:: Problem statement ::
Can you reproduce the items below, requests included, from the line with "For the benchmark, annotate every instance of the carousel base" up to and including the last line of the items, rescaling every marker coordinate in the answers by 1.7 and rounding each to a whole number, with halves rounded up?

Stored items:
======

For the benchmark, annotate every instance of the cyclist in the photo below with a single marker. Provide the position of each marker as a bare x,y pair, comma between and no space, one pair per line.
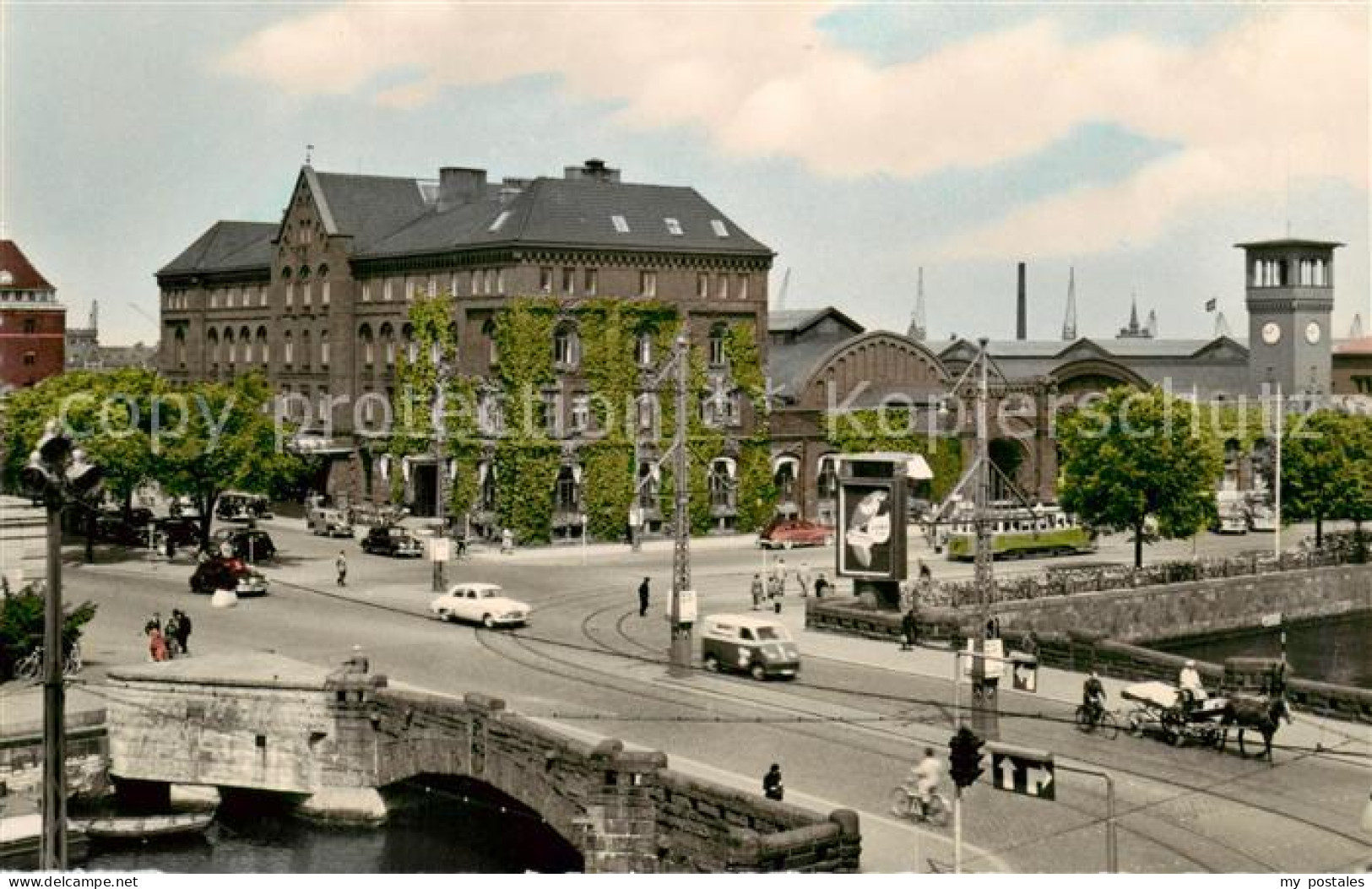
924,779
1093,697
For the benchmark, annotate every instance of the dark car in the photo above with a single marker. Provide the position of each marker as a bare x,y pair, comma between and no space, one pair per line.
390,541
223,572
247,544
182,531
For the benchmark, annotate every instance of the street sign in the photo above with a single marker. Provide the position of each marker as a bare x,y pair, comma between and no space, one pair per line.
1022,770
1024,671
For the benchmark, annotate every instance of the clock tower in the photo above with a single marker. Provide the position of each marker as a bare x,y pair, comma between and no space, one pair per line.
1290,298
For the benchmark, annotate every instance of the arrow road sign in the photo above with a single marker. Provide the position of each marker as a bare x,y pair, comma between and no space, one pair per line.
1022,770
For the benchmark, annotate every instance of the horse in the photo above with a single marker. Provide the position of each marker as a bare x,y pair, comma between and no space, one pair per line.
1260,713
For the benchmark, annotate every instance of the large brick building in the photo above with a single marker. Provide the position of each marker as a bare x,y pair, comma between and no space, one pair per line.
32,322
320,300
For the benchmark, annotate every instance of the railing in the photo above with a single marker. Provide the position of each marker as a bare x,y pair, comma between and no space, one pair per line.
1337,549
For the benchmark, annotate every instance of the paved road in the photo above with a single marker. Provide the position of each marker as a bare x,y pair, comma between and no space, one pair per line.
844,733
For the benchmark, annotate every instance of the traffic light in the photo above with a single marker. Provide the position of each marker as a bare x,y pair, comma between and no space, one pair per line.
965,756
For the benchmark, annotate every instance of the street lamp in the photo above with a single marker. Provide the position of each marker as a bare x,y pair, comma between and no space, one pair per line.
61,475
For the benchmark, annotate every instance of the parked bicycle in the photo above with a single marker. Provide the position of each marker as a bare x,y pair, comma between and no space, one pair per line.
906,803
1093,720
30,665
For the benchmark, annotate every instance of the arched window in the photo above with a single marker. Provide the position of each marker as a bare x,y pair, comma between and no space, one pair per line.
324,285
388,336
364,335
567,349
493,347
717,344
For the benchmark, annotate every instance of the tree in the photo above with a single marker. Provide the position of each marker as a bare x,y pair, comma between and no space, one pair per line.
1139,456
1327,469
219,438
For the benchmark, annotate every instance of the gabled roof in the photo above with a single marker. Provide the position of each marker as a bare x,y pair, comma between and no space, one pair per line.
22,274
226,246
800,320
575,213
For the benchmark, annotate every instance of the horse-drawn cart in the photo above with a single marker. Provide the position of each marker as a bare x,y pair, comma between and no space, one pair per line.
1163,711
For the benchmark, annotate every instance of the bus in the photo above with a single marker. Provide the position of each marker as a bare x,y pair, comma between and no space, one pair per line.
1018,533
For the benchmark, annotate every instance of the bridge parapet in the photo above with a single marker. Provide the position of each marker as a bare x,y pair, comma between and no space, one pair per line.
336,739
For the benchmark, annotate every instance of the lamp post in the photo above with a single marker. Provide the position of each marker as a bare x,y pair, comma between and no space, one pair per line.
61,476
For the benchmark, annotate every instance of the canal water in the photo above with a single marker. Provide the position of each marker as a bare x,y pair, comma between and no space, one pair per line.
1328,649
435,833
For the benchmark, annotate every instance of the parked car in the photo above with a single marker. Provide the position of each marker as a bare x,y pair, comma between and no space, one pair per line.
328,522
221,572
247,544
391,541
480,603
788,533
182,531
753,645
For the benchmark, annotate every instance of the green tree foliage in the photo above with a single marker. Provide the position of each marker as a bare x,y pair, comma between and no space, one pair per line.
21,626
221,436
1139,456
1327,469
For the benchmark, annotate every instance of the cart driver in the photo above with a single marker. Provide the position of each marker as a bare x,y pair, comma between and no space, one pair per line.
1093,696
925,778
1190,685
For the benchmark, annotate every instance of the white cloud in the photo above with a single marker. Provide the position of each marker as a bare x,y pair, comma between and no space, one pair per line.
1288,88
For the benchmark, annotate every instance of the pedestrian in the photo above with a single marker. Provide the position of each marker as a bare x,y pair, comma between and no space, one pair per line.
182,630
908,630
773,788
157,645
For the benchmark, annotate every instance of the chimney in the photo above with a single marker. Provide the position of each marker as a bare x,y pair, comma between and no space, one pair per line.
460,186
1021,317
593,169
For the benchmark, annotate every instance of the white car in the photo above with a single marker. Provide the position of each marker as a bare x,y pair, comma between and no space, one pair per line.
479,603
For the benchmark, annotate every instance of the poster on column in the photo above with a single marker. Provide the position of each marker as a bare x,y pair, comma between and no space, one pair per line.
871,530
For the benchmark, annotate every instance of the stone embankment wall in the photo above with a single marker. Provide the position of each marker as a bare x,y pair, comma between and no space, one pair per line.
87,753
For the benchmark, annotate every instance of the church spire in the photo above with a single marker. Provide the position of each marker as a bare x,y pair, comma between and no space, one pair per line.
917,329
1069,322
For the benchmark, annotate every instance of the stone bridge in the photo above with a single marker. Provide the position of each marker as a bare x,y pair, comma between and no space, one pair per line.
338,740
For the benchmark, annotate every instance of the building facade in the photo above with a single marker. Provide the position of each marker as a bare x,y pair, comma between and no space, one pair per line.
318,302
32,322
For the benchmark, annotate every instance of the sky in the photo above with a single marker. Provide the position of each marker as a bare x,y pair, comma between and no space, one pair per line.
1131,143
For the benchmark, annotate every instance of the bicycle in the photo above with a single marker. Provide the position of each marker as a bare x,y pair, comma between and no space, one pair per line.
906,803
30,665
1097,720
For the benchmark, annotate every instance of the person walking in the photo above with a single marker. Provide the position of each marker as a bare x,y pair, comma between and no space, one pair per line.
773,786
182,630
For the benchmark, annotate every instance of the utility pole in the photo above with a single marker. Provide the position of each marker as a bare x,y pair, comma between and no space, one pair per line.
681,520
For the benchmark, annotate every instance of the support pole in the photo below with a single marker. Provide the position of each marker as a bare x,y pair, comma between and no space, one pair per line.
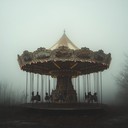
49,84
42,82
38,83
26,86
101,85
78,89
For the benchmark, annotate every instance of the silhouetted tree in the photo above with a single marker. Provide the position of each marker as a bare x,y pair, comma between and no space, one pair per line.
122,81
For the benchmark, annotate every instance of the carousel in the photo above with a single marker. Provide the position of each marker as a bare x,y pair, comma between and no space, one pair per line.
64,76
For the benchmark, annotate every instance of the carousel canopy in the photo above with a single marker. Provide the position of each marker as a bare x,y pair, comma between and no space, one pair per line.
64,58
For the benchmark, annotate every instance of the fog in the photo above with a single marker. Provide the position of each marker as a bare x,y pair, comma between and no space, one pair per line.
30,24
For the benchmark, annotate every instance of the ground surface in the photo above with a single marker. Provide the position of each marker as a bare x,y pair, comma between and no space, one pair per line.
18,117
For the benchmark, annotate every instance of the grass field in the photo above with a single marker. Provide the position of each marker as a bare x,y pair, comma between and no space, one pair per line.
19,117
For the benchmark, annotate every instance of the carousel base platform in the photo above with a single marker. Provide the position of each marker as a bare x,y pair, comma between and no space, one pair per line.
65,108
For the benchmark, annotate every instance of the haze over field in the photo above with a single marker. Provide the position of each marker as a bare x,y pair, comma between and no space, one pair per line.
30,24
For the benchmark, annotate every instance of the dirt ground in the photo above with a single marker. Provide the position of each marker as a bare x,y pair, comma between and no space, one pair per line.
18,117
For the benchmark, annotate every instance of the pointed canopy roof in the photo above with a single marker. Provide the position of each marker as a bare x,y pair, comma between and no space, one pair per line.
64,41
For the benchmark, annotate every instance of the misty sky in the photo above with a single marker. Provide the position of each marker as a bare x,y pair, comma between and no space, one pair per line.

======

:: The answer ::
For the benchmark, annotate every instance of the carousel base platform in the photo above with a single marker. Provide the position of each marker as a bare x,y pair, comma between and no space, one pair per line.
111,184
For the benchmark, annotate every instance of the haze over field in the photo above with a single marker. Provide the position of each marker as a bare x,y pair, comma between and no space, one pair per line.
51,41
For the benchmark, annotate every instance of the dirt ground in the photo above with a single marker. Provide the position of each marker as a bare x,y pair, comma between and no space, one pair per line.
31,199
For the benchmark, annotate every instance of the pointed canopy roof in the photo above with a single marker. Provide the position of each marker as a bare x,y pair, comma between and no space, one pair per line.
109,70
For the benchmark, annotate every instance of the misty sky in the photo above with a single marker. Provide the position of each marker as a bare x,y pair, comma between and no space, one pair per line.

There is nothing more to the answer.